Please repeat all of the records, keeping every word unchanged.

[Data entries]
=== Begin Enclosure ===
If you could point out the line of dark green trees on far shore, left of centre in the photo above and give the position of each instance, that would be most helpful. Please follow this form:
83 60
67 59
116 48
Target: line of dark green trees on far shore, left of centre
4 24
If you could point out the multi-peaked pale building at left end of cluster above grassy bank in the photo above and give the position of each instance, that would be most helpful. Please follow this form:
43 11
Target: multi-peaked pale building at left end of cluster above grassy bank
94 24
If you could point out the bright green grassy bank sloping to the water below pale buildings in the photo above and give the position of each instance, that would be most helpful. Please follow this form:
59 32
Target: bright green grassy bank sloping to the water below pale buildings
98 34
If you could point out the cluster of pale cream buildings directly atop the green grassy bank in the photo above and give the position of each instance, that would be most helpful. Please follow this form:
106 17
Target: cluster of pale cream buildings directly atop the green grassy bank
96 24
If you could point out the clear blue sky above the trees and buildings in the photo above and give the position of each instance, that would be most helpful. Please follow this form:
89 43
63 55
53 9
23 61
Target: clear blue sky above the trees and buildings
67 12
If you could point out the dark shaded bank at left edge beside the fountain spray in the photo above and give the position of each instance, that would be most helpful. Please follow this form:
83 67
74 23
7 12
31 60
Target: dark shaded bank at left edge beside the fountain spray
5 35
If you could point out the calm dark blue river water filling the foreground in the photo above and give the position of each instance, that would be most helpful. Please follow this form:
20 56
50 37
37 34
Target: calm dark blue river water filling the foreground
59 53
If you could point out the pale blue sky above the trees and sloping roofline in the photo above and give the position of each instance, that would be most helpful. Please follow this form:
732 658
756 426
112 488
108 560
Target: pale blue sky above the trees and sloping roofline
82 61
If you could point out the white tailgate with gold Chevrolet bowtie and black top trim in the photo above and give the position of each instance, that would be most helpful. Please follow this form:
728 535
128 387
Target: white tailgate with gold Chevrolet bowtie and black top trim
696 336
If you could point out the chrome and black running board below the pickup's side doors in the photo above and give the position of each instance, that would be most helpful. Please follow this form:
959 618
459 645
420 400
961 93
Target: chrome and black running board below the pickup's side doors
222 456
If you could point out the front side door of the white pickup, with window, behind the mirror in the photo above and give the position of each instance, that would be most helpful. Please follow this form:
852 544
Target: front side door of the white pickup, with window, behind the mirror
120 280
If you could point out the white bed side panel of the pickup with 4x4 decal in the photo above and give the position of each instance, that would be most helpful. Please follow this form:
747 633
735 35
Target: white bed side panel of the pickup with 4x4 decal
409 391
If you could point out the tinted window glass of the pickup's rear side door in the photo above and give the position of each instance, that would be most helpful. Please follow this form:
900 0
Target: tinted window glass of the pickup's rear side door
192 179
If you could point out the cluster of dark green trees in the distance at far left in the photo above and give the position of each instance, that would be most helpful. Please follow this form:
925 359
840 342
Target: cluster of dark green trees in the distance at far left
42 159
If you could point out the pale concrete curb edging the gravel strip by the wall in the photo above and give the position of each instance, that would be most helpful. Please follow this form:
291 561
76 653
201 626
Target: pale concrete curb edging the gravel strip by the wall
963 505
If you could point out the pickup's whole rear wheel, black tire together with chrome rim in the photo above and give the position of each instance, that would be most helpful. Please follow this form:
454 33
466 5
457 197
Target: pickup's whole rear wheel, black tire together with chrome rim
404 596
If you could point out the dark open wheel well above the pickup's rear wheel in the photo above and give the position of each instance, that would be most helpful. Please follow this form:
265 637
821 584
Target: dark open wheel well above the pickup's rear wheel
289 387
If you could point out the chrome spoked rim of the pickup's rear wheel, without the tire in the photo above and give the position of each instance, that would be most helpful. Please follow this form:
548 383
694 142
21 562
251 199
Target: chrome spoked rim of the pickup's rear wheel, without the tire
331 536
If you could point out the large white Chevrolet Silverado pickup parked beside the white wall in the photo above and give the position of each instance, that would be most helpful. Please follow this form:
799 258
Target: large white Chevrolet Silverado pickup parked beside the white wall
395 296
=== End Enclosure ===
Answer to this exercise —
If you could point out the line of dark green trees on far shore, left of centre in the photo above and give the position of each instance, that would be most helpful. Please follow this form:
83 60
67 59
116 48
Target: line of dark green trees on far shore, left of centre
4 24
If you could point out the multi-peaked pale building at left end of cluster above grassy bank in the photo above and give the position of each instance, that would be most helpful. Please follow this form:
43 11
Target: multi-peaked pale building at left end of cluster above grassy bank
94 24
If you could point out the bright green grassy bank sloping to the water below pale buildings in the photo above and give the position of each instance, that would be most helpful. Please follow this form:
59 32
Target: bright green grassy bank sloping to the water below pale buildings
98 34
If you could point out the cluster of pale cream buildings directly atop the green grassy bank in the photo above and give the position of each instance, that would be most helpful. Please follow this form:
106 17
Target: cluster of pale cream buildings directly atop the green grassy bank
96 24
If you could point out the clear blue sky above the trees and buildings in the photo above and give the position of each instance, that would be most helpful. Please follow this form:
89 43
63 55
53 9
23 61
Target: clear blue sky above the trees and buildings
67 12
If you could point out the dark shaded bank at left edge beside the fountain spray in the photo above and give the position of each instance, that would be most helpful. Please follow this form:
83 67
74 23
7 12
31 60
Target: dark shaded bank at left edge beside the fountain spray
5 35
If you could point out the calm dark blue river water filling the foreground in the photo above and give the position of each instance, that would be most helpful. Please follow this form:
20 56
50 37
37 34
Target: calm dark blue river water filling the foreground
59 53
If you could point out the pale blue sky above the trees and sloping roofline in the photo above and give the position of each instance, that would be most helpful. Please follow this form:
732 658
756 426
112 488
108 560
Target: pale blue sky above the trees and sloping roofline
82 61
If you could point out the white tailgate with gold Chevrolet bowtie and black top trim in the photo above and give the position of each instance, that would be most helpful. Please follow this form:
728 535
128 387
Target: white tailgate with gold Chevrolet bowtie and black top trim
696 336
If you could point out the chrome and black running board below the pickup's side doors in the photo above and give the position of each instance, that would be most helpful. Please follow this form:
959 618
459 645
420 400
961 93
Target: chrome and black running board below the pickup's side doors
222 456
If you could point out the front side door of the white pickup, with window, behind the mirror in the photo above and give the position of each instance, that would be most helpful. Please follow this form:
852 544
Target: front side door of the white pickup, with window, behind the mirror
120 280
If you could point out the white bed side panel of the pickup with 4x4 decal in the photo above and give the position of each instance, that would be most helpful. Please follow this form:
747 633
735 35
Target: white bed side panel of the pickup with 4x4 decal
409 391
If you could point out the tinted window glass of the pickup's rear side door in the photo above and give the position of each instance, that would be most helpful. Please follow this form:
900 0
Target: tinted window glass of the pickup's rear side door
192 179
If you could point out the cluster of dark green trees in the distance at far left in the photo above and give the position of each instance, that would be most helpful. Please follow this form:
925 359
840 342
Target: cluster of dark green trees in the distance at far left
42 159
If you could point out the pale concrete curb edging the gravel strip by the wall in the photo above and give the position of each instance, that would be most helpful. Please follow this form:
291 561
76 653
201 626
Target: pale concrete curb edging the gravel strip by the wall
963 505
If you could point out the pickup's whole rear wheel, black tire together with chrome rim in the photo above and give the position of each instance, that would be most helpful. Please follow this form:
454 33
466 5
457 197
Target: pickup's whole rear wheel, black tire together with chrome rim
404 596
If you could point out the dark open wheel well above the pickup's rear wheel in the photo above and give the position of each instance, that would be most helpful. Please follow this form:
265 637
821 584
Target: dark open wheel well above the pickup's rear wheel
289 387
If you could point out the chrome spoked rim of the pickup's rear wheel, without the tire in the photo above and give the position of each instance, that would be most helpful. Please follow this form:
548 383
694 142
21 562
251 199
Target: chrome spoked rim of the pickup's rear wheel, without the tire
331 536
If you could point out the large white Chevrolet Silverado pickup parked beside the white wall in the photo above and give the position of each instance, that would be most helpful. Please follow this form:
799 258
Target: large white Chevrolet Silverado pickup parked beside the white wall
395 296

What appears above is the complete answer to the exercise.